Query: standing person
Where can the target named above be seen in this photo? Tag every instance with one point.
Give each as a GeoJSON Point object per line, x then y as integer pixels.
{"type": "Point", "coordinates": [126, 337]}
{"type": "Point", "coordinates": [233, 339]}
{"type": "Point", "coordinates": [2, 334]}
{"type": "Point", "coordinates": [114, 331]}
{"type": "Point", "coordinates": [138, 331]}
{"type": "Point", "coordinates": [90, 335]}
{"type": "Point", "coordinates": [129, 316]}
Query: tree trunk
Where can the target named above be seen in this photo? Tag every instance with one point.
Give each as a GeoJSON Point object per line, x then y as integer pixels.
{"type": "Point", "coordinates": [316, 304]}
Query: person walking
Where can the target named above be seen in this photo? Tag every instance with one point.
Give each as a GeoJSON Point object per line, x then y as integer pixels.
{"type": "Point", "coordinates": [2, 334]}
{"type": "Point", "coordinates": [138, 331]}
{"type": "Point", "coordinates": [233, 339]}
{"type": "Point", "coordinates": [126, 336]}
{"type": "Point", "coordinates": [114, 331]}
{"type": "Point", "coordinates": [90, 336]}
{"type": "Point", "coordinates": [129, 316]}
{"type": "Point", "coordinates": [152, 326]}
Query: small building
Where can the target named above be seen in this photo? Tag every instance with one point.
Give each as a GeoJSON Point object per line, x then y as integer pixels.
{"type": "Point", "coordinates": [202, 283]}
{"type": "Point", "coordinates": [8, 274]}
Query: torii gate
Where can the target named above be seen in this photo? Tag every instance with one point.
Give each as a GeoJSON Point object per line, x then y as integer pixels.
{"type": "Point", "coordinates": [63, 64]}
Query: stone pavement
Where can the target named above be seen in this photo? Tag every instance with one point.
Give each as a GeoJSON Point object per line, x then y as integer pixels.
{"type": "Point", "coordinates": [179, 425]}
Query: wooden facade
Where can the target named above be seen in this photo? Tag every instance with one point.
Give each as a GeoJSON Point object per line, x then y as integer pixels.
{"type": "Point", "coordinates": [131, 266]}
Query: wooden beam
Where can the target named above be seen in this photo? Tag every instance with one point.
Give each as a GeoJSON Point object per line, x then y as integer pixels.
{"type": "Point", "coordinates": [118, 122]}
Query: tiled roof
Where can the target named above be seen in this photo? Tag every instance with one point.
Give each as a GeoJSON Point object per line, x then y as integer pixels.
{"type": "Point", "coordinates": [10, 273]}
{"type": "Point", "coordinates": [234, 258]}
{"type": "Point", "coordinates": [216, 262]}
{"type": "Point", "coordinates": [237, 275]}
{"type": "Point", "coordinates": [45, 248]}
§ §
Write out all of the material above again, putting "Mark" wherever "Tag" appears and leaving the rest unchanged.

» **EXERCISE RESPONSE**
Query: standing person
Where can the target named above be seen in this photo? Mark every instance with one point.
Give each as a GeoJSON Point object per line, x then y as integer pixels.
{"type": "Point", "coordinates": [126, 337]}
{"type": "Point", "coordinates": [233, 339]}
{"type": "Point", "coordinates": [2, 334]}
{"type": "Point", "coordinates": [114, 331]}
{"type": "Point", "coordinates": [138, 331]}
{"type": "Point", "coordinates": [90, 335]}
{"type": "Point", "coordinates": [129, 316]}
Query: tree trunk
Where can the target named above be seen in this photo? Mark every instance with one point.
Give each as a GeoJSON Point object per line, x then y as integer pixels.
{"type": "Point", "coordinates": [316, 304]}
Query: person walking
Where can the target named above be seen in this photo? Mark every instance with one point.
Give each as a GeoJSON Point object per line, x then y as integer pixels.
{"type": "Point", "coordinates": [2, 334]}
{"type": "Point", "coordinates": [138, 331]}
{"type": "Point", "coordinates": [233, 339]}
{"type": "Point", "coordinates": [126, 336]}
{"type": "Point", "coordinates": [114, 331]}
{"type": "Point", "coordinates": [90, 336]}
{"type": "Point", "coordinates": [129, 316]}
{"type": "Point", "coordinates": [152, 326]}
Query: small building
Where can the target named above be seen in this photo? Mark every instance with one point.
Give each as a GeoJSON Point object per line, x then y as integer pixels.
{"type": "Point", "coordinates": [202, 283]}
{"type": "Point", "coordinates": [8, 274]}
Query: torii gate
Where can the target named above be seen in this photo? Mark every instance with one point.
Give each as a GeoJSON Point object per line, x then y as integer pixels.
{"type": "Point", "coordinates": [63, 64]}
Query: stone pavement
Where can the target named above be seen in this photo? Mark every instance with one point.
Give each as a GeoJSON Point object per line, x then y as integer pixels.
{"type": "Point", "coordinates": [179, 425]}
Query: wooden facade
Where can the target named above be seen in this photo? Mark every instance with one point.
Give each as a GeoJSON Point object per line, x then y as integer pixels.
{"type": "Point", "coordinates": [131, 266]}
Query: wooden beam
Where can the target named above be seen in this photo? Mark every instance with one point.
Give each as a GeoJSON Point object per line, x then y as integer pixels.
{"type": "Point", "coordinates": [118, 122]}
Query: tiled roof
Where can the target named above be seen in this photo? Mark every instance with one point.
Give each as a GeoJSON Point object per line, x then y as integer pixels.
{"type": "Point", "coordinates": [10, 273]}
{"type": "Point", "coordinates": [234, 258]}
{"type": "Point", "coordinates": [216, 262]}
{"type": "Point", "coordinates": [237, 275]}
{"type": "Point", "coordinates": [45, 248]}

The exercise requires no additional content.